* start SOURCE PASSAGE *
Mountain biked 2023-07-07


Outside of Cle Elum and Roslyn, WA is the Teanaway Community Forest. It is laced with mountain biking trails maintained by the Kittitas chapter of the Evergreen Mountain Bike Alliance and the Roslyn Trails Alliance.


We left Seattle around 4pm on Friday after work. Traffic delayed us somewhat, and about 6:00pm we were in Easton, WA. We stopped for burgers at Mountain High Burgers in Easton and, since it was a sunny evening, ate in the outdoor picnic area there. Then we resumed course for our destination.
* end SOURCE PASSAGE *
* start PROVIDED DATA *
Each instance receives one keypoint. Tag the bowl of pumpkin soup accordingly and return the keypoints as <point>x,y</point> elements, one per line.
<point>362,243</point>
* end PROVIDED DATA *
-- EXERCISE --
Reproduce the entire Teanaway mountain biking trip account word for word. The listing is separate material and has no connection to the trip account.

-- ANSWER IN FULL --
Mountain biked 2023-07-07


Outside of Cle Elum and Roslyn, WA is the Teanaway Community Forest. It is laced with mountain biking trails maintained by the Kittitas chapter of the Evergreen Mountain Bike Alliance and the Roslyn Trails Alliance.


We left Seattle around 4pm on Friday after work. Traffic delayed us somewhat, and about 6:00pm we were in Easton, WA. We stopped for burgers at Mountain High Burgers in Easton and, since it was a sunny evening, ate in the outdoor picnic area there. Then we resumed course for our destination.